REQUIRED WORK
Rename "endpoint" to "service" throughout the records, from their start through the line containing "(241, 129), (377, 191)", and leave every other part of those lines unchanged. Leave the pictures out of your output.

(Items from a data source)
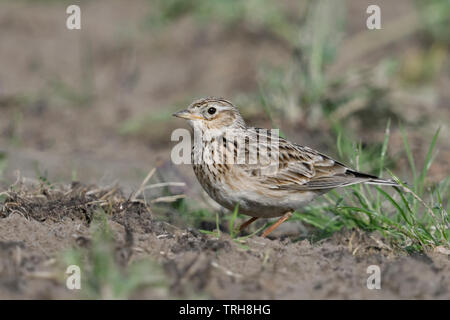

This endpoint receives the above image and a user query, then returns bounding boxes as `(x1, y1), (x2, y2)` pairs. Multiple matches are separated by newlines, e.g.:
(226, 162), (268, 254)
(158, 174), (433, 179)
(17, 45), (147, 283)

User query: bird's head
(173, 97), (245, 131)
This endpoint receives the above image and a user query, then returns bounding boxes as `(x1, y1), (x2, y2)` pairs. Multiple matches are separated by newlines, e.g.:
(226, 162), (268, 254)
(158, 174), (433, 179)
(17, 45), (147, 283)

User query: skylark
(174, 97), (397, 237)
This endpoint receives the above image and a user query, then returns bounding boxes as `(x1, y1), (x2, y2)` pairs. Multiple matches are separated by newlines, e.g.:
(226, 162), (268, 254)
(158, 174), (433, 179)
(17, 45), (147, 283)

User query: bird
(173, 97), (398, 237)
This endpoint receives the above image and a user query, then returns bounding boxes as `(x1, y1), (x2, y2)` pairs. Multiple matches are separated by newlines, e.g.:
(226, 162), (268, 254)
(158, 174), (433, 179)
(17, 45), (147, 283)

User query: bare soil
(0, 184), (450, 299)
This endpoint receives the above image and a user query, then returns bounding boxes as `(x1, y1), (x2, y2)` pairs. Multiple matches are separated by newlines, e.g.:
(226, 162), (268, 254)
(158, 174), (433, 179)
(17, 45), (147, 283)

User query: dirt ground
(0, 0), (450, 299)
(0, 185), (450, 299)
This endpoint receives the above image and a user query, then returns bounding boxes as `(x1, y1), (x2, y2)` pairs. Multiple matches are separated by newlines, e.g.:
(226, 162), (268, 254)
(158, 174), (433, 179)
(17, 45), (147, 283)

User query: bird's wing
(241, 129), (377, 191)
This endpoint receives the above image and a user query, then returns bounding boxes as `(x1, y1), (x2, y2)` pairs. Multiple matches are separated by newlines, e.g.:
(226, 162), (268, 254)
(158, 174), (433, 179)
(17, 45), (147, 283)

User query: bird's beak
(173, 110), (202, 120)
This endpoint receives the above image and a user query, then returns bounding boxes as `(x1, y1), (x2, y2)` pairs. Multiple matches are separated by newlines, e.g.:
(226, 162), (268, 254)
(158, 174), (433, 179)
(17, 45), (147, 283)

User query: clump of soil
(0, 183), (450, 299)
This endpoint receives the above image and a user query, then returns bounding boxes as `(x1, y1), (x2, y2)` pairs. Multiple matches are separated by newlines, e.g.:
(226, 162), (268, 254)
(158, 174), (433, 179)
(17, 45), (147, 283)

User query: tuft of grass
(63, 210), (168, 299)
(0, 152), (8, 179)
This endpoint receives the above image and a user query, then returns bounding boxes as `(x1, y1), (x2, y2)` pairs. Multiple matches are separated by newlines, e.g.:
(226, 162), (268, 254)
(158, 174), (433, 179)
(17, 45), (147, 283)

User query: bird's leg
(262, 211), (294, 238)
(239, 217), (258, 231)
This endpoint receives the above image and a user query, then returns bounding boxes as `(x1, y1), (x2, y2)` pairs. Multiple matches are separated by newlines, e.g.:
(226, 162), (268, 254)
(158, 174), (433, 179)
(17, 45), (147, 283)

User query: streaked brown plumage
(174, 97), (397, 236)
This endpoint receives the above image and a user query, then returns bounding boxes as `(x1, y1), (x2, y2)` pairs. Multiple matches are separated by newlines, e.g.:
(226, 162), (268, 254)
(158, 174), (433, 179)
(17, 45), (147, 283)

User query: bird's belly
(199, 179), (317, 218)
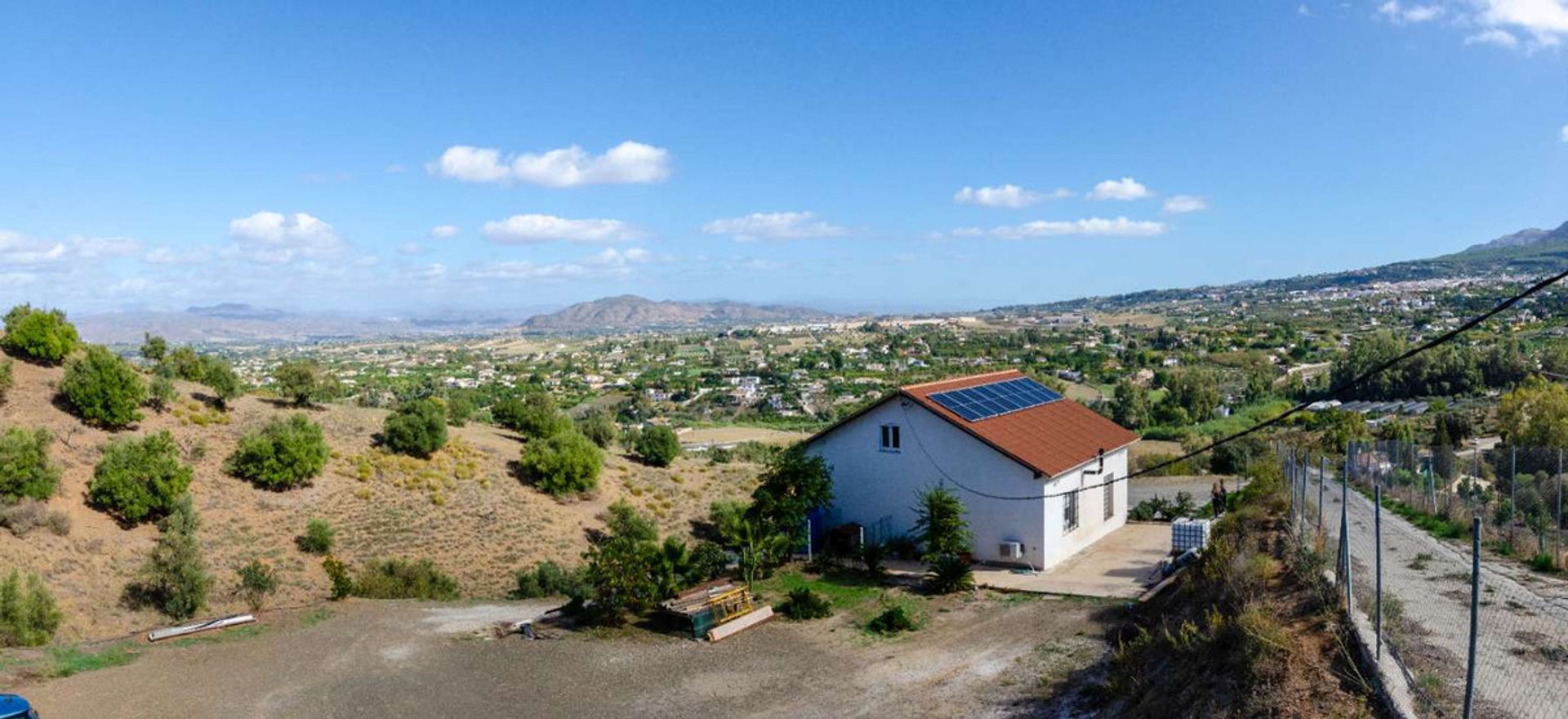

RESPONSE TO THE TASK
This service receives the above image and a user query, then returns bounding boxes as `(x1, y1), (x2, y2)` pairs. Multiple matches are separated by newlines, e.g.:
(226, 162), (268, 254)
(158, 174), (433, 179)
(17, 45), (147, 283)

User query: bird's head
(173, 97), (245, 131)
This service receives the above image and a user query, then returns bounding boxes as `(x1, y1), (x2, y2)` pairs. Multiple matches are separated by newlines, e.g.:
(226, 162), (268, 254)
(158, 174), (433, 179)
(17, 45), (147, 283)

User query: skylark
(174, 97), (397, 237)
This service receives the above image and a user query, then returns bounding boxes as `(x1, y1), (x2, y2)` pairs. Multiple matches are separated by newlines, e.g.:
(226, 162), (268, 254)
(158, 174), (433, 179)
(17, 45), (147, 283)

User query: bird
(173, 97), (398, 237)
This service receives the above image and a user query, then returns bounding boxes as `(x1, y1), (x2, y2)` pairs. Multiple matches are separated by newlines, e.g.:
(226, 162), (268, 254)
(158, 174), (433, 179)
(17, 45), (147, 283)

User query: bare soil
(0, 184), (450, 299)
This service receives the above image and a user query, then returns bounding boxes as `(x1, y1), (x2, y2)` pairs. Multiple matches are separated by newlines, e.g.:
(226, 162), (268, 254)
(158, 174), (433, 179)
(17, 45), (147, 283)

User query: dirt ground
(0, 0), (450, 299)
(0, 185), (450, 299)
This service receives the above image and a user query, then returns bounding boxes as `(x1, y1), (x2, y2)` pairs. Multiple matches are separated by newlines, e.g.:
(226, 162), (268, 254)
(158, 174), (433, 179)
(17, 45), (147, 283)

User query: bird's wing
(241, 129), (377, 191)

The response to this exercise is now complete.